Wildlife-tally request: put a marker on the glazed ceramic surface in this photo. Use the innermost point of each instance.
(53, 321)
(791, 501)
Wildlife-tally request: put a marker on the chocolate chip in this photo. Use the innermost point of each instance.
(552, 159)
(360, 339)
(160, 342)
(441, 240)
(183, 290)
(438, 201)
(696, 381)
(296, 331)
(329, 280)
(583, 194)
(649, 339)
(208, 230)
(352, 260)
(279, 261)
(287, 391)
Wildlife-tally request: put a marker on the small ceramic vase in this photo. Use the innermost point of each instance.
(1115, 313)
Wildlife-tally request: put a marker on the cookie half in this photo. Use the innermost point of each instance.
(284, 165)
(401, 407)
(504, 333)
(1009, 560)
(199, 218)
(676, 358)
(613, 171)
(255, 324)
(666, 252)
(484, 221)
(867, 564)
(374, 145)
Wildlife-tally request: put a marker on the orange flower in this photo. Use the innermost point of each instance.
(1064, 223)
────────────────────
To be done ▸
Convert the records above into a two-column CSV with the header text,answer and one row per record, giving the record's text and its answer. Put each field in double quotes and replace any line breaks inside a field with spaces.

Task output ▸
text,answer
"Wildlife-tally request: put a marker on the glazed ceramic surface in this photo. Use the innermost point of each instance.","(53, 321) (791, 501)"
"Wildlife-tally request: put a marker on the chocolate chip in this photo. Use the innermost point of each instance.","(552, 159) (360, 339) (160, 342) (441, 240) (183, 290) (438, 201) (696, 381) (296, 331) (329, 280) (583, 194) (649, 339) (208, 230) (352, 260) (279, 261) (287, 391)"
"Wildlife-tally request: put a marker on the small ceramic vase in this photo. Use the innermost point of each instance.","(1115, 313)"
"Wildlife-tally request: put a marker on the cookie half in this photo. Use the innermost point of each instance.","(284, 165) (401, 407) (504, 333) (1009, 560) (199, 218) (676, 358) (613, 171) (255, 324) (666, 252) (484, 221) (867, 564) (374, 145)"
"Wildlife-tally request: put a marker on the orange flower in this photo. Use the innermost point of each instance.","(1064, 223)"